| Written instruction |
Reproduce only the lines that run from the line with "the red stained" to the last line of the material, both ends included, exactly as they appear.

(Named-object pointing records)
=-=-=-=-=
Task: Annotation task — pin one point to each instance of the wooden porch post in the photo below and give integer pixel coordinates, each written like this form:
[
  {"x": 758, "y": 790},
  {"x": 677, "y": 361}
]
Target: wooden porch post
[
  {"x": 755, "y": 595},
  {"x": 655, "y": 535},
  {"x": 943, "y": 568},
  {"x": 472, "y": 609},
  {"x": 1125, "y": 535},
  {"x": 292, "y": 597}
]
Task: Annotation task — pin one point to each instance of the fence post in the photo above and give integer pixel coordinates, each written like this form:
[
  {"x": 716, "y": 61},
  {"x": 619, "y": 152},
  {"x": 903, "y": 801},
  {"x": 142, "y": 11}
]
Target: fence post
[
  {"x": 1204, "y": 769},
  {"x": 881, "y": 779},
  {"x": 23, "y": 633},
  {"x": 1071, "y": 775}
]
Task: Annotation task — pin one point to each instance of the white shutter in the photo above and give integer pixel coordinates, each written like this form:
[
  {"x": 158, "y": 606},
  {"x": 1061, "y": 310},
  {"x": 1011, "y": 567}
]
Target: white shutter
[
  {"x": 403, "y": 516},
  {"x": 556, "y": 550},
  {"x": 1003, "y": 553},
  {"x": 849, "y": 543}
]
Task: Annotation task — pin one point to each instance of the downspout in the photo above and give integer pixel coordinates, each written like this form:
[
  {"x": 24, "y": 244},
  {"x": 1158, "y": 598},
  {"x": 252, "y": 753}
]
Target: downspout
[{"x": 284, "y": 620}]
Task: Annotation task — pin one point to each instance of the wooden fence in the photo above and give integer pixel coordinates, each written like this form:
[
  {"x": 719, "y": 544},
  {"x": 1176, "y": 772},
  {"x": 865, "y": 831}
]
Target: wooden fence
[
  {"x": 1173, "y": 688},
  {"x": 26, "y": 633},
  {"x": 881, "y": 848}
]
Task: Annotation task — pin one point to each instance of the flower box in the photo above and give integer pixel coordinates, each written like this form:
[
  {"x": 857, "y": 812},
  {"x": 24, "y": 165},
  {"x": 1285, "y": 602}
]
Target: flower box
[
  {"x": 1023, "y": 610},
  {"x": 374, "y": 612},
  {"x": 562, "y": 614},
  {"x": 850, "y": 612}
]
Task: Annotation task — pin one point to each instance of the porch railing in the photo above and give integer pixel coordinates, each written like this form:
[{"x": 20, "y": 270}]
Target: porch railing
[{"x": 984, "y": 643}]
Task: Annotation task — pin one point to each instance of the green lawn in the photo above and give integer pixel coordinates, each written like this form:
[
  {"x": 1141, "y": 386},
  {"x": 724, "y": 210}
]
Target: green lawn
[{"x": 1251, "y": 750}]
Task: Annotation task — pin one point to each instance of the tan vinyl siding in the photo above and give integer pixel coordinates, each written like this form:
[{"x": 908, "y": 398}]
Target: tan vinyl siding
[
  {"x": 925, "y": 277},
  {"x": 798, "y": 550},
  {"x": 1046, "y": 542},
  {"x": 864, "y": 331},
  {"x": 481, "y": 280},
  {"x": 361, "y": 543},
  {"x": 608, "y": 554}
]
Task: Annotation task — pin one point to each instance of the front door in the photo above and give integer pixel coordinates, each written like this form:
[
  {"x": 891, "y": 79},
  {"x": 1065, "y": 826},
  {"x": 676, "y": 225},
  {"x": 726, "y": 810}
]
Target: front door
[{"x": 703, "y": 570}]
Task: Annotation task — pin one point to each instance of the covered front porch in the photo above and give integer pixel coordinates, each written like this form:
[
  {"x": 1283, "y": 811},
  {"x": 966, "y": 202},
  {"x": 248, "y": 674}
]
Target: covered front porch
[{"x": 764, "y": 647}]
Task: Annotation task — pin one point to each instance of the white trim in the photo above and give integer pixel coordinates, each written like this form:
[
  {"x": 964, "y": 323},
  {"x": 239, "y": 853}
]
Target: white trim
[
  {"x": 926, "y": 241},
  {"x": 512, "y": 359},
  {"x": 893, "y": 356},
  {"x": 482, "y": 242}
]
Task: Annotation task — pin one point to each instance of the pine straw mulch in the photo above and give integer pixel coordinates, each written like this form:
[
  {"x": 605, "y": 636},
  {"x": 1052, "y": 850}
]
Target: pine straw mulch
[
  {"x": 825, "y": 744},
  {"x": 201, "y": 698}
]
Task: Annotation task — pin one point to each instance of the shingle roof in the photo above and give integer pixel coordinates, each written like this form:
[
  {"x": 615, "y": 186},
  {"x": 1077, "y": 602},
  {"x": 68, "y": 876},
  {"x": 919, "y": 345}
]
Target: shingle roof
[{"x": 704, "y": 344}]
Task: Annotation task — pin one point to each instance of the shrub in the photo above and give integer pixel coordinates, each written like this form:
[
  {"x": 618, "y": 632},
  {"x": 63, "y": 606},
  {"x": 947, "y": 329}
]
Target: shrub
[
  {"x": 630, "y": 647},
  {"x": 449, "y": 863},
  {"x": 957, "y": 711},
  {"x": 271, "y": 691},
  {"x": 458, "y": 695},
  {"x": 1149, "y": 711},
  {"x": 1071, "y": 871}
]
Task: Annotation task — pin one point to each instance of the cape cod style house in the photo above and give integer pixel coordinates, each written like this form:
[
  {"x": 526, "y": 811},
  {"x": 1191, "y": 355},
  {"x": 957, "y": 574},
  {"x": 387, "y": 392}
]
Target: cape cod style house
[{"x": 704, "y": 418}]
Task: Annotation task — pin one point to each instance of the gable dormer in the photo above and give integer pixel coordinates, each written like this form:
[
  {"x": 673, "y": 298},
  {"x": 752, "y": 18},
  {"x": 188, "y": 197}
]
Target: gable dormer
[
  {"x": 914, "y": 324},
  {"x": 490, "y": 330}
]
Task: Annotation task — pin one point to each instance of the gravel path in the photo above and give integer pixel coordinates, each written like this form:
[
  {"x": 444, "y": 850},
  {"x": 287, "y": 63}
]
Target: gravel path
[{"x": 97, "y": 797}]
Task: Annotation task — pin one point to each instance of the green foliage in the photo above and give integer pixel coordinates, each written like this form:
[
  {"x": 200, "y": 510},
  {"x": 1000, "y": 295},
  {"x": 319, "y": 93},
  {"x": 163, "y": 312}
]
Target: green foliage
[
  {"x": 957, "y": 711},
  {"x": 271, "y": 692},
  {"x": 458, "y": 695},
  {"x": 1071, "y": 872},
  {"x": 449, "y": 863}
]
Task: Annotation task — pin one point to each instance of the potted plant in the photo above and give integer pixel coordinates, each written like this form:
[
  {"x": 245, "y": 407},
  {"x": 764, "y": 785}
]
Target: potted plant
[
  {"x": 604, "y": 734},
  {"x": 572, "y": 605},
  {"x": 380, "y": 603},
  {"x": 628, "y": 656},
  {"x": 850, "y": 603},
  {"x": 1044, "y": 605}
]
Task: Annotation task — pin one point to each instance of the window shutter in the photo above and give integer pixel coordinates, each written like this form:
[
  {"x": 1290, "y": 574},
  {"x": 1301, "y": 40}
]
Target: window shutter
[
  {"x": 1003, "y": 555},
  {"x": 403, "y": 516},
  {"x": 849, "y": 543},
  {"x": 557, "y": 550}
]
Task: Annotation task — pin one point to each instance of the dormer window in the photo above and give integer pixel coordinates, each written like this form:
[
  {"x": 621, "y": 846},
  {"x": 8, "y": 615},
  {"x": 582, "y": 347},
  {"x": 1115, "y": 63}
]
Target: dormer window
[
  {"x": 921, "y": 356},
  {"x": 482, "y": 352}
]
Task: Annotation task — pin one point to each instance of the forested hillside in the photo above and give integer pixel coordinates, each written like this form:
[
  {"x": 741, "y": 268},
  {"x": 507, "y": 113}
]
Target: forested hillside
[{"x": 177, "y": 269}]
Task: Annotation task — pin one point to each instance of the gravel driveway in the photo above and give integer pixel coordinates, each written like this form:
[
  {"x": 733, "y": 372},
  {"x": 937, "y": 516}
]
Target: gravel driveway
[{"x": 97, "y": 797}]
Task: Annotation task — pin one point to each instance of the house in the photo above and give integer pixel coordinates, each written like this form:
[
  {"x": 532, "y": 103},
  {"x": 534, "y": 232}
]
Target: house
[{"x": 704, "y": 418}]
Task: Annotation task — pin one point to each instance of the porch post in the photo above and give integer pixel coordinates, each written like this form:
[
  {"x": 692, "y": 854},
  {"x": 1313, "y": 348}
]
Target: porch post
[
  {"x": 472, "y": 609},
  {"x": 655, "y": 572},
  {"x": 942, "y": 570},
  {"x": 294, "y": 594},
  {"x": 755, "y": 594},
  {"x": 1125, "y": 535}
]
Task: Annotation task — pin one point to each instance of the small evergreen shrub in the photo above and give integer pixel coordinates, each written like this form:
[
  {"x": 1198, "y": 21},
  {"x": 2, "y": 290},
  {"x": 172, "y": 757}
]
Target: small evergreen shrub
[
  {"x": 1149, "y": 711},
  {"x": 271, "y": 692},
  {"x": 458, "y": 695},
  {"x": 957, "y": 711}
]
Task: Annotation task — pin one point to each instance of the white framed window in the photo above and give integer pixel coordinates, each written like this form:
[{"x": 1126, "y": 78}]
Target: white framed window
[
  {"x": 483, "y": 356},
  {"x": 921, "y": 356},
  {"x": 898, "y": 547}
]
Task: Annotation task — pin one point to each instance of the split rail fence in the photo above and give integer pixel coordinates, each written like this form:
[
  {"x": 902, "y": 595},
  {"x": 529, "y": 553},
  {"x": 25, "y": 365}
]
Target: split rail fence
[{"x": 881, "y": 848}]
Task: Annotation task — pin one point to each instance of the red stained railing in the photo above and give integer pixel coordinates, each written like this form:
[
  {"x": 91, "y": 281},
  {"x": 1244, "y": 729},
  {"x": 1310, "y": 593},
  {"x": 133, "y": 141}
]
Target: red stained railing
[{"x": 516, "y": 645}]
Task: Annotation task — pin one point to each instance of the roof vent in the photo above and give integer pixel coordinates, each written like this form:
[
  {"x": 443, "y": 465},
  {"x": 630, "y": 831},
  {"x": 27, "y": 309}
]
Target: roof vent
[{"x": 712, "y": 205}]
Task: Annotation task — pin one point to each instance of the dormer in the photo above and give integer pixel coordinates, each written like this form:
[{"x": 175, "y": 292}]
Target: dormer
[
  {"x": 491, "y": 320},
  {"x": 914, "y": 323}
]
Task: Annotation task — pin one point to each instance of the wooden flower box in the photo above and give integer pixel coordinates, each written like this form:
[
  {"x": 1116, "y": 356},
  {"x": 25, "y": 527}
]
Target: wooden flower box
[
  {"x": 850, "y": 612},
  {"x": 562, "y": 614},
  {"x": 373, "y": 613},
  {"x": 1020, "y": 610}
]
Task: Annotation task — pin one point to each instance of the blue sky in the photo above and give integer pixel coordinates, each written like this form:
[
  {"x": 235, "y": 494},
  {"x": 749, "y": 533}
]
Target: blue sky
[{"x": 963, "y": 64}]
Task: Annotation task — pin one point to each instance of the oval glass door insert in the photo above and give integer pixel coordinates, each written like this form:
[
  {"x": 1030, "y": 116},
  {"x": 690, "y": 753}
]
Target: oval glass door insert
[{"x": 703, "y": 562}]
=-=-=-=-=
| Written solution |
Task: Annotation task — pin one point to each instance of the red stained railing in the photo above and give integer pixel coordinates, each written like this form:
[
  {"x": 91, "y": 281},
  {"x": 1244, "y": 729},
  {"x": 1310, "y": 593},
  {"x": 133, "y": 141}
]
Target: red stained railing
[{"x": 516, "y": 645}]
Task: Annotation task — pin one point to each instance of the roof vent in the photo above and give integer pixel coordinates, each written like this form:
[
  {"x": 443, "y": 465},
  {"x": 630, "y": 831},
  {"x": 27, "y": 309}
]
Target: roof vent
[{"x": 712, "y": 205}]
Task: Annotation task — pin one point to each instance of the dormer in the photo above and give integer pixel coordinates, each written like this form:
[{"x": 175, "y": 292}]
Target: dormer
[
  {"x": 491, "y": 320},
  {"x": 914, "y": 323}
]
Task: Annotation task — pin one point to each instance of the wooden flower box in the photo above and give integer pixel coordinates, each written like this form:
[
  {"x": 1116, "y": 356},
  {"x": 25, "y": 527}
]
Target: wooden flower box
[
  {"x": 850, "y": 612},
  {"x": 562, "y": 614},
  {"x": 373, "y": 613},
  {"x": 1020, "y": 610}
]
Task: Annotation task — pin one point to each instance of the blue sky in the photo above and give integer pixel coordinates, each written like this form:
[
  {"x": 235, "y": 494},
  {"x": 749, "y": 533}
]
Target: blue sky
[{"x": 963, "y": 64}]
Task: Annotation task — pin one point to each instance of the oval glass door insert in the photo above and give integer pixel coordinates, each written like this form:
[
  {"x": 1030, "y": 116},
  {"x": 690, "y": 753}
]
Target: oval glass door insert
[{"x": 703, "y": 562}]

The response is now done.